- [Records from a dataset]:
——

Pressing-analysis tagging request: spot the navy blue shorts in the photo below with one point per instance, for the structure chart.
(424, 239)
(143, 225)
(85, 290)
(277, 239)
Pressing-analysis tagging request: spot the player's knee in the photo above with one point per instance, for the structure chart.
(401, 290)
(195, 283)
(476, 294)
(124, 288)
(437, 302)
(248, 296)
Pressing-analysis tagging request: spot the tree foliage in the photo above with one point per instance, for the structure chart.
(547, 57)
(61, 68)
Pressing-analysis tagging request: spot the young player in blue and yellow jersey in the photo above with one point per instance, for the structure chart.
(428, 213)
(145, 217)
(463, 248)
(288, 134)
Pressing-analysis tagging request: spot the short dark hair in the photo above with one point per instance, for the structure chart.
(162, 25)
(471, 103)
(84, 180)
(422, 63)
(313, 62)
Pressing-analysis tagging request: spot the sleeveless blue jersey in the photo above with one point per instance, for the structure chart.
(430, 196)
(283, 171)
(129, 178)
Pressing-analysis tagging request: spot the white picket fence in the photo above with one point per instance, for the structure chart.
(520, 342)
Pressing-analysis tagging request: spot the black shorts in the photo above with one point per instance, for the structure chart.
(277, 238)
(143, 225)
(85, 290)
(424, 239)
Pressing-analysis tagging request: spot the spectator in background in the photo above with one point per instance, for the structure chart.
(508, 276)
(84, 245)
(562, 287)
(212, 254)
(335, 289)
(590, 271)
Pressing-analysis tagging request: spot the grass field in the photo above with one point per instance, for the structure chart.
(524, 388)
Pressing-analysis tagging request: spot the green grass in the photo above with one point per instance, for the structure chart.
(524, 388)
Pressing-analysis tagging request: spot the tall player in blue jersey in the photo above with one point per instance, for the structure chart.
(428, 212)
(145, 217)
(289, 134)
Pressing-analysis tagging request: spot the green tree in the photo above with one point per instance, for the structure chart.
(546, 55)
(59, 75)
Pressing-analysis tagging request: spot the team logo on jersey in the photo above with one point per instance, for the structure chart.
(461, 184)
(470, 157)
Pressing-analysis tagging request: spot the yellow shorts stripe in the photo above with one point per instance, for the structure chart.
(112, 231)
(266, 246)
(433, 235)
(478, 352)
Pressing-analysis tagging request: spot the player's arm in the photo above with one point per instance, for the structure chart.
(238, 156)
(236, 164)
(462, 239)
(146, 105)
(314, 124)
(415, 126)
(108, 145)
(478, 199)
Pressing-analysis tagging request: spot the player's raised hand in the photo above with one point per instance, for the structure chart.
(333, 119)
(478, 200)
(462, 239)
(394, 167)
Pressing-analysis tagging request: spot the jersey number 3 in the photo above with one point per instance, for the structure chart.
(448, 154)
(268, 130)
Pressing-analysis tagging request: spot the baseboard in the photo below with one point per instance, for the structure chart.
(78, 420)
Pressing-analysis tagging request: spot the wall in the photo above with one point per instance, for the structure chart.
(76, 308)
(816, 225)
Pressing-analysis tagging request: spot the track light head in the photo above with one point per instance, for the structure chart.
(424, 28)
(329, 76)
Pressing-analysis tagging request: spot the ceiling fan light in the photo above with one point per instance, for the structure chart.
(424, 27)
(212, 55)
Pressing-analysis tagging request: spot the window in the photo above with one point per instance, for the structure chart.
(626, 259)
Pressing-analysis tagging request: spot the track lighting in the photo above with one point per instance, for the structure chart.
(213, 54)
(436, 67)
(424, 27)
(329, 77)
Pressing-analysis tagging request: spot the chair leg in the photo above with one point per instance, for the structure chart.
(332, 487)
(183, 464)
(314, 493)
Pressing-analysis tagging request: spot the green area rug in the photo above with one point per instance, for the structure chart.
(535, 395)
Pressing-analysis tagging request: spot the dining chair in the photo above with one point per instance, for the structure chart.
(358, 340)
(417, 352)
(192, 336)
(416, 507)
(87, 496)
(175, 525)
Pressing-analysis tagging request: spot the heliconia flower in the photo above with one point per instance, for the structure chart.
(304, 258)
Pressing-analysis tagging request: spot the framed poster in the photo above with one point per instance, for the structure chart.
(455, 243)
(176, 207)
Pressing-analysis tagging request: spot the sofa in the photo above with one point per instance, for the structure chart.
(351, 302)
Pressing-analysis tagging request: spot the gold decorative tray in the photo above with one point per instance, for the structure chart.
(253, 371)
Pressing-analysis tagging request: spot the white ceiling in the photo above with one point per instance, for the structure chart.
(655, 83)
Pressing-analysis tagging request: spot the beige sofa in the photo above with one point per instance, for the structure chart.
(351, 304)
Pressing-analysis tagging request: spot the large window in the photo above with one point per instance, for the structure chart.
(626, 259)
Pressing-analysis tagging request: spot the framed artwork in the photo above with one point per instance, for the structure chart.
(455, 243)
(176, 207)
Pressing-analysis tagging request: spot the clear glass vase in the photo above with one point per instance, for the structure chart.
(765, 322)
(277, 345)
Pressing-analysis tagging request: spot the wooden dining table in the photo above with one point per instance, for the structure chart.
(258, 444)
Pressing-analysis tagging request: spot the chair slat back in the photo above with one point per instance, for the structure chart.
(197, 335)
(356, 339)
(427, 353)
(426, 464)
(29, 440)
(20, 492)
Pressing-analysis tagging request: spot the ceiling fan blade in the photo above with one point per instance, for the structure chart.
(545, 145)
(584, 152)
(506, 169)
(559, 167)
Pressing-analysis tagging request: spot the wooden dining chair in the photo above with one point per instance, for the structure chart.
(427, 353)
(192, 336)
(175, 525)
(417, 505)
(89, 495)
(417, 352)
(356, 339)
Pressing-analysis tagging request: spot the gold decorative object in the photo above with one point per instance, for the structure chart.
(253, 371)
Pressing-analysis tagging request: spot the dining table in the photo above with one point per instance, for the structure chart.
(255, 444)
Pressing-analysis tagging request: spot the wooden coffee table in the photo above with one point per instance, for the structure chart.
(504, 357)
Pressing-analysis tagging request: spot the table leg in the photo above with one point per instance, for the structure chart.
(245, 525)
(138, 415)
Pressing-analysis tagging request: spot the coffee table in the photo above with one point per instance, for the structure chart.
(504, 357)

——

- [Description of the task]:
Please repeat the listing above in full and exactly.

- [Final answer]:
Pressing-analysis tagging request: spot the navy blue shorts in the photo below with one point per instance, for the structure chart.
(424, 239)
(143, 225)
(85, 290)
(277, 239)
Pressing-analysis tagging request: spot the player's knee in the photo above with one point per instance, for the structure chart.
(401, 290)
(195, 283)
(476, 294)
(124, 288)
(437, 302)
(248, 296)
Pressing-analysis tagging request: spot the tree foliage in the photo above with one point per instance, for the structure chart.
(547, 57)
(61, 68)
Pressing-analysis tagging request: spot the young player in blue and yellow jersey in the photo above with one point per instance, for the structure chart.
(428, 213)
(145, 217)
(463, 248)
(288, 134)
Pressing-analysis tagging request: spot the short dark hair in the photo above with one point per instance, for the structure chart.
(162, 25)
(471, 103)
(84, 180)
(422, 63)
(313, 62)
Pressing-analysis tagging request: spot the sleeveless blue jersey in the photo above with one point per instance, for the structure chart.
(430, 196)
(283, 171)
(129, 178)
Pressing-analysis tagging request: spot the white picket fence in the photo above with one point per instance, for the structure chart.
(520, 342)
Pressing-analysis tagging request: spot the black shorts in the photo above with one point per instance, for the structure chart.
(277, 238)
(143, 225)
(85, 290)
(424, 239)
Pressing-analysis tagging request: spot the spectator in background in the photo above with one point per instance, for the structure chart.
(508, 276)
(84, 245)
(562, 287)
(212, 254)
(335, 289)
(590, 271)
Pressing-analysis tagging request: spot the grass field in the photo above with one point per instance, for the structure chart.
(524, 388)
Pressing-analysis tagging request: spot the green grass in the photo above with one point per instance, for the structure chart.
(524, 388)
Pressing-analysis tagging request: spot the tall player in blue jersey in the photo above with one point per instance, for the structure chart.
(428, 212)
(145, 217)
(289, 134)
Pressing-analysis tagging request: spot the green tree in the photo above with one point per instance, for the structure chart.
(546, 55)
(59, 75)
Pressing-analysis tagging request: spot the team logo on jersey in the photo above with one point per instance, for the structure chart.
(461, 184)
(470, 157)
Pressing-analysis tagging request: spot the yellow shorts stripe in the photo above with one point per instance, for the structure chart.
(112, 231)
(266, 246)
(433, 235)
(478, 352)
Pressing-analysis tagging request: spot the player's arm in the photo above with one point per instance, for the structure chart.
(238, 156)
(236, 164)
(462, 239)
(146, 105)
(314, 124)
(415, 126)
(108, 145)
(478, 199)
Pressing-analysis tagging request: spot the player's raised hand in the photo above with one point per instance, for the structure chart.
(333, 119)
(478, 200)
(462, 239)
(394, 167)
Pressing-analysis tagging request: spot the jersey number 3 in the photo above with one point per instance, for the structure chart.
(448, 154)
(268, 130)
Pressing-analysis tagging request: spot the baseboard in the photo below with one point per instance, for the structure chart.
(78, 420)
Pressing-analysis tagging request: spot the wall in the photo above with one point per instance, for the structure chart.
(76, 308)
(816, 225)
Pressing-analysis tagging request: spot the track light head in the photo above with one point per instance, for the structure chart.
(424, 28)
(329, 76)
Pressing-analysis tagging request: spot the ceiling fan light in the photo above with one point per instance, for the structure chart.
(424, 27)
(212, 55)
Pressing-analysis tagging request: spot the window in the photo above with one point per instance, for the structure chart.
(626, 259)
Pressing-analysis tagging request: spot the track lighting in the photo above with one point per instance, for the structure chart.
(213, 54)
(436, 67)
(424, 27)
(329, 77)
Pressing-analysis tagging request: spot the chair leg in the photo above with one point per instance, for the structure chart.
(332, 487)
(183, 464)
(314, 493)
Pressing-analysis tagging request: spot the green area rug in the photo above with one point per instance, for the structure chart.
(535, 395)
Pressing-analysis tagging request: spot the dining chair in the photo above with one point per instance, for the structure chart.
(358, 340)
(417, 352)
(192, 336)
(416, 507)
(87, 496)
(175, 525)
Pressing-analysis tagging request: spot the heliconia flower in the photo above with one point per instance, for the structure chart.
(304, 258)
Pressing-analysis tagging request: spot the framed poster in the photo above with one point per instance, for the structure chart.
(455, 243)
(176, 207)
Pressing-analysis tagging request: spot the sofa in the photo above with one point per instance, for the structure chart.
(351, 302)
Pressing-analysis tagging request: spot the gold decorative tray in the photo above with one point per instance, for the structure chart.
(253, 371)
Pressing-analysis tagging request: spot the white ceiling in the photo above with one point per instance, for the structure chart.
(655, 83)
Pressing-analysis tagging request: spot the beige sofa in the photo above with one point per instance, for the structure chart.
(351, 304)
Pressing-analysis tagging request: spot the large window in the photo above with one point per instance, for the structure chart.
(626, 259)
Pressing-analysis tagging request: spot the framed artwork in the photo above with one point per instance, for the structure chart.
(455, 243)
(176, 207)
Pressing-analysis tagging request: spot the clear glass vase in the photo above with one point per instance, for the structure chart.
(765, 322)
(277, 345)
Pressing-analysis tagging request: spot the wooden dining table in the photo above with one point per instance, for the structure chart.
(258, 444)
Pressing-analysis tagging request: spot the chair slat back in the photo above with one point per instance, for the structure chart.
(197, 335)
(356, 339)
(427, 353)
(426, 464)
(29, 440)
(20, 492)
Pressing-analysis tagging request: spot the ceiling fan blade in the photo above with one point per instance, for the structure chart.
(545, 145)
(584, 152)
(506, 169)
(559, 167)
Pressing-analysis tagging request: spot the wooden dining chair in the photo above with one point per instance, for the structure chart.
(427, 353)
(192, 336)
(175, 525)
(417, 505)
(89, 495)
(417, 352)
(356, 339)
Pressing-analysis tagging request: spot the gold decorative object in the photo above with one point per instance, for the structure chart.
(253, 371)
Pressing-analysis tagging request: spot the dining table in the photo above with one point per instance, for the structure chart.
(255, 444)
Pressing-analysis tagging request: spot the wooden coffee table in the photo above with one point per instance, for the structure chart.
(504, 357)
Pressing-analysis tagging request: spot the table leg in the photo above with one point per instance, for the structure chart.
(245, 525)
(138, 415)
Pressing-analysis tagging request: spot the coffee table in the photo above with one point per instance, for the structure chart.
(504, 357)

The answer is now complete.